MATERIAL FORNECIDO

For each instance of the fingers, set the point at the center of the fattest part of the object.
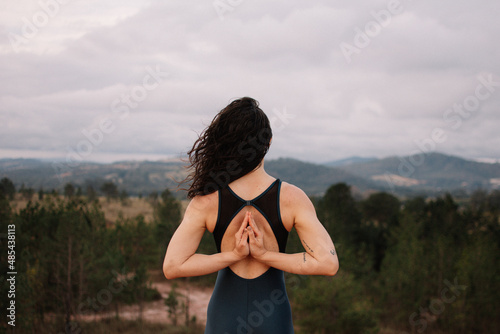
(253, 225)
(243, 226)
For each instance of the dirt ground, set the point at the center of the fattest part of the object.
(157, 312)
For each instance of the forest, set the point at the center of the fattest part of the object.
(407, 265)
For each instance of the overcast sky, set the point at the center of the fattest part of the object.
(135, 79)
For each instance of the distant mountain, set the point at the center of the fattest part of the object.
(314, 179)
(348, 161)
(429, 172)
(135, 177)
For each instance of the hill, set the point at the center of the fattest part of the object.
(429, 172)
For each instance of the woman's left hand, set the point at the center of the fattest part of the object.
(256, 238)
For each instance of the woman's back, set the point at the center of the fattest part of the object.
(259, 195)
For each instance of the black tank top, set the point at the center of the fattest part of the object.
(267, 203)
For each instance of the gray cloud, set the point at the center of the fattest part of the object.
(391, 95)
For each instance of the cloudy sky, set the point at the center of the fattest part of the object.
(136, 79)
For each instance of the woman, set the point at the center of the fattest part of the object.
(250, 214)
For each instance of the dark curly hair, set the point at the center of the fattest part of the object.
(233, 145)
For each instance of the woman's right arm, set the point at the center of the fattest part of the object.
(181, 259)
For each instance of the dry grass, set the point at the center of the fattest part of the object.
(133, 207)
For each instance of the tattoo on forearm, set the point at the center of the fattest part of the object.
(305, 243)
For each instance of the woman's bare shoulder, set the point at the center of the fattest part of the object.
(291, 193)
(204, 203)
(204, 208)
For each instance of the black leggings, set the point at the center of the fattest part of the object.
(249, 306)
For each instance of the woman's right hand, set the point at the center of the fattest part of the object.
(241, 247)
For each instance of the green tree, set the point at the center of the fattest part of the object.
(167, 216)
(380, 215)
(7, 188)
(69, 190)
(110, 190)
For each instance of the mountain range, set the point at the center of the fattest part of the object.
(426, 174)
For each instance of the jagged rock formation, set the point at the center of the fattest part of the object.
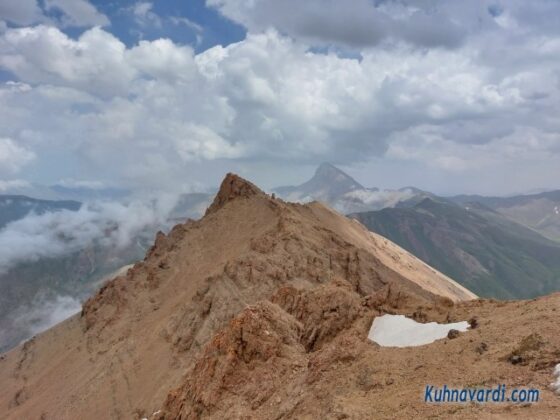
(261, 310)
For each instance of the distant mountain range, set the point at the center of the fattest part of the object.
(501, 247)
(15, 207)
(478, 247)
(342, 192)
(540, 212)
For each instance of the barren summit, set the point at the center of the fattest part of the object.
(261, 309)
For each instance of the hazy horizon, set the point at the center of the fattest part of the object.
(172, 95)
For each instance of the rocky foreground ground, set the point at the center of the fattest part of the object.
(261, 310)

PROBLEMA BREVE
Some -76 a cada número das coordenadas nas respostas e escreva de novo, com os pedidos, só as entradas que começam na linha que contém "For each instance of the woman's right hand, set" e terminam no fim das entradas, ambas incluídas. Deixe as imagens de fora da resposta.

RESULTADO DO EXERCÍCIO
For each instance of the woman's right hand, set the point at the center of the fattest part of the object.
(165, 171)
For each instance of the green tree, set the point at the center of the fattest part of the object.
(91, 140)
(304, 139)
(-69, 112)
(-7, 114)
(34, 114)
For each instance of the mountain range, set the point at the center of the fattest part of the object.
(350, 98)
For each instance of the jagged rock formation, set the point at the center of the fattest part of the object.
(185, 234)
For each instance of the distant mountain range, set the point at the center of the fattest part of the object.
(425, 171)
(-61, 131)
(402, 171)
(266, 116)
(464, 136)
For each instance of the barren summit, set the point at the center of the fattest part of the object.
(185, 233)
For each instance of the hazy horizon, set the point at the center of the fattest part of the object.
(96, 19)
For each instance of the rocky foreground ground, set the point at the center of the fattest part of the object.
(185, 234)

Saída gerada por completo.